## To be done
Repeat exactly the lines from the line containing "target | rock cliff face" through the last line of the records below, inclusive, and nothing else.

## Data rows
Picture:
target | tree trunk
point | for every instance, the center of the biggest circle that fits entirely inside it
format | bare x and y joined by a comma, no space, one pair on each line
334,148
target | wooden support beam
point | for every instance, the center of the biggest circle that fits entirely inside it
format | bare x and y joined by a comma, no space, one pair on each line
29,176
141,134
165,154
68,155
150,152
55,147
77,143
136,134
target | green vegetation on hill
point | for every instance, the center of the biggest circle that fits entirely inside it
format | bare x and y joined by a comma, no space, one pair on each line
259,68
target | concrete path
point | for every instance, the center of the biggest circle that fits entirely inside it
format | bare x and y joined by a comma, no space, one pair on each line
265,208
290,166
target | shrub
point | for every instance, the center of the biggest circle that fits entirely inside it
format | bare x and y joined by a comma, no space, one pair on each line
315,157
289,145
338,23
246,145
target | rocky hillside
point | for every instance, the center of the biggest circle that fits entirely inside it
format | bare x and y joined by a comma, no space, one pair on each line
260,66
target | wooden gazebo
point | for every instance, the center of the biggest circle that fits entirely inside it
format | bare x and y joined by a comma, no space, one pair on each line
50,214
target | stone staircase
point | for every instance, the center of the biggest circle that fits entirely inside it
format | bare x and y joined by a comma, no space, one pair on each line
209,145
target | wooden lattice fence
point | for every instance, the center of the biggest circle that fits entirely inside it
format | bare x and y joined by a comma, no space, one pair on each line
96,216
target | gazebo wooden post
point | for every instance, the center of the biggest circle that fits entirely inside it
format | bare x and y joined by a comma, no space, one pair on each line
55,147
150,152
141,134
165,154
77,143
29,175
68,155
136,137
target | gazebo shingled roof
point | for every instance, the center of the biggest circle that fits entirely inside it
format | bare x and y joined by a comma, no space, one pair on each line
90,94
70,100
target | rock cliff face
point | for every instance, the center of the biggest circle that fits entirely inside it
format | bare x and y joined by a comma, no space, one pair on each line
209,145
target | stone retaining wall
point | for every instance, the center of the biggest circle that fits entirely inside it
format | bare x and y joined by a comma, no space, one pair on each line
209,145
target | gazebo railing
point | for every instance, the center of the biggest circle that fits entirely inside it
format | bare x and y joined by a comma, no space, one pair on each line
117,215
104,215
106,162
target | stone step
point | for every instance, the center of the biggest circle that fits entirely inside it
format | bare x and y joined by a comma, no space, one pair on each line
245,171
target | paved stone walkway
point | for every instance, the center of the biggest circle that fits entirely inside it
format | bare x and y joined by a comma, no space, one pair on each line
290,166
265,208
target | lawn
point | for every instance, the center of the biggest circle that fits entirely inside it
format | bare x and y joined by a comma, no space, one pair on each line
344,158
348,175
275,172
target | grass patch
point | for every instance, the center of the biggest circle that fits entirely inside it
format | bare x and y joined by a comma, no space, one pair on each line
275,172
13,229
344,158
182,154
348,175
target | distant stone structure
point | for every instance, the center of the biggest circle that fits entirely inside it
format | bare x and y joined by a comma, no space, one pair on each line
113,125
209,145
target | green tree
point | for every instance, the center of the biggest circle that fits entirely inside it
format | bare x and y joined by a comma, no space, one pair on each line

## Solved problem
target | rock cliff face
point | for every instance, the center of the biggest circle that fits entirely inside it
format | bare x and y joined by a comma, no space, one pair on each line
209,145
target | stone retaining wall
point | for every instance, the center of the biggest circle that fits entirely inside it
format | bare x and y joined by a comma, no space, one pair on each line
209,145
target | gazebo railing
point | for every instance, the center of the biggest circle that fits entirely inside it
format | bare x and y joined by a comma, no space, one pair on each line
117,215
104,215
106,162
target | stone step
point | for every instance, the center of the biggest circle that fits entirely inside it
format | bare x and y joined by a comma, no space, one pair on each line
245,171
target | paved stone walkway
point | for every instance, the center of the biggest circle that fits entirely inside it
format | bare x and y joined by a comma, no space, one pair on each line
290,166
265,208
target | lawn
point | for every instance, the center of the biggest circle that fits entirely inside it
format | bare x and y joined by a comma, no space, one pair on each line
344,158
348,175
275,172
target | grass patch
point | for every instance, the center of the biggest circle that fits entirely inside it
format | bare x and y joined by a comma, no space, one pair on each line
275,172
13,229
344,158
182,154
348,175
target | distant stone structure
point | for every instance, the center of the biggest circle that fits entirely inside it
format | bare x and y joined by a comma, no space, one pair on each line
113,125
209,145
target | green tree
point | for every instance, the center of the biggest circle that fits entirely inside it
format | bare x and y joined by a comma, no space, one pair on each line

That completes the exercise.